# START OF Selection

As part of a year-long series of chapbooks about humankind’s relationship to animals, poet Nicelle Davis and illustrator Cheryl Gross have collaborated on this entry, which explores the precarious place of elephants in the world of today. According to the publisher, Elephants “makes the leap that killing elephants marks the death of humanity … something of empathy and love dies with these sentinel beings.” The opening poem asks, “do you know there’ll soon be no / more elephants?” (3). This question follows the reader through the book, imploring the reader to pay attention to the destruction being wrought around them.
Each poem in the book is followed by an illustration of one or more elephants or tusks. Some of the elephants are laid over maps and blotched with continents, while others are injured or captive. Several of the illustrations evoke European colonial endeavors in Africa and Asia, and the devastation that followed. The poem “Wearing Death on the Outside Shows You’re not the One Bleeding” contains a stanza associating tusks with human baby teeth, and the art which follows it echoes this. Though it is not always immediately clear how each illustration connects to the poem preceding it, additional reflection can reveal layers and subtext in the poem. The art is not whimsical, but rather heavy, in keeping with the somber message of the book. The color red is featured prominently in many of the pieces.
The poems in this collection, however, do their share of heavy lifting. The poet plays with form and typeface to enhance the message of each piece, such as in the poem “Smell and Touch” which begins in large print and decreases steadily, dwindling mournfully in size until it ends “We / cannot, like elephants, sense who to run from, nor / where to run to, nor why we must run” (5). Other poems hug one side of the page, or sprawl across it. The arrangement of words creates in the reader an awareness of space and time that is further emphasized by many of the illustrations. The work is threaded throughout with nostalgia and loss, alongside the activist cry against brutality.

# END OF Selection
# START OF Data provided

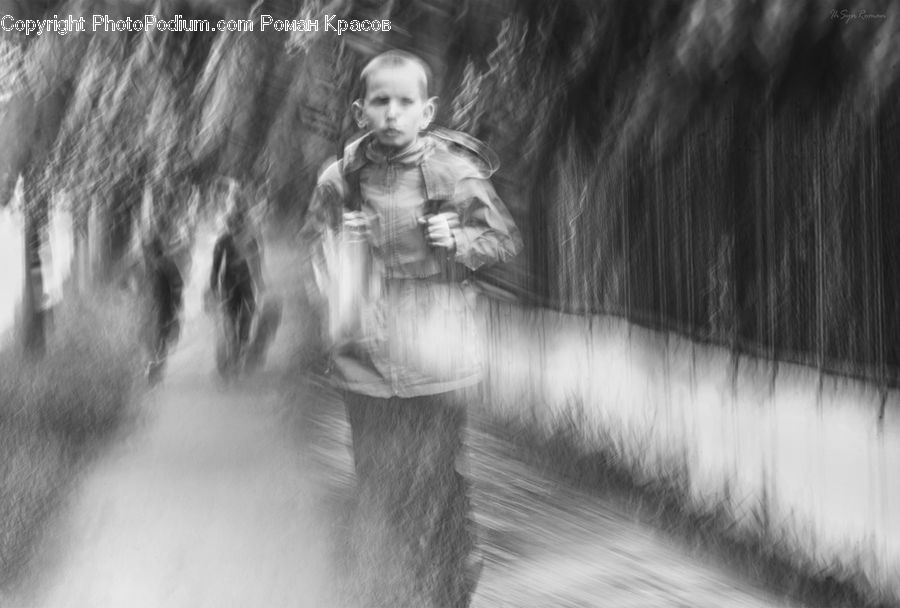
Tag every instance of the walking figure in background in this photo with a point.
(397, 223)
(236, 282)
(165, 286)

# END OF Data provided

#### [Required task]
Could you pull the stretch from "Each poem in" through "of the pieces." out of the elephant chapbook review, copying it word for word?

#### [Complete output]
Each poem in the book is followed by an illustration of one or more elephants or tusks. Some of the elephants are laid over maps and blotched with continents, while others are injured or captive. Several of the illustrations evoke European colonial endeavors in Africa and Asia, and the devastation that followed. The poem “Wearing Death on the Outside Shows You’re not the One Bleeding” contains a stanza associating tusks with human baby teeth, and the art which follows it echoes this. Though it is not always immediately clear how each illustration connects to the poem preceding it, additional reflection can reveal layers and subtext in the poem. The art is not whimsical, but rather heavy, in keeping with the somber message of the book. The color red is featured prominently in many of the pieces.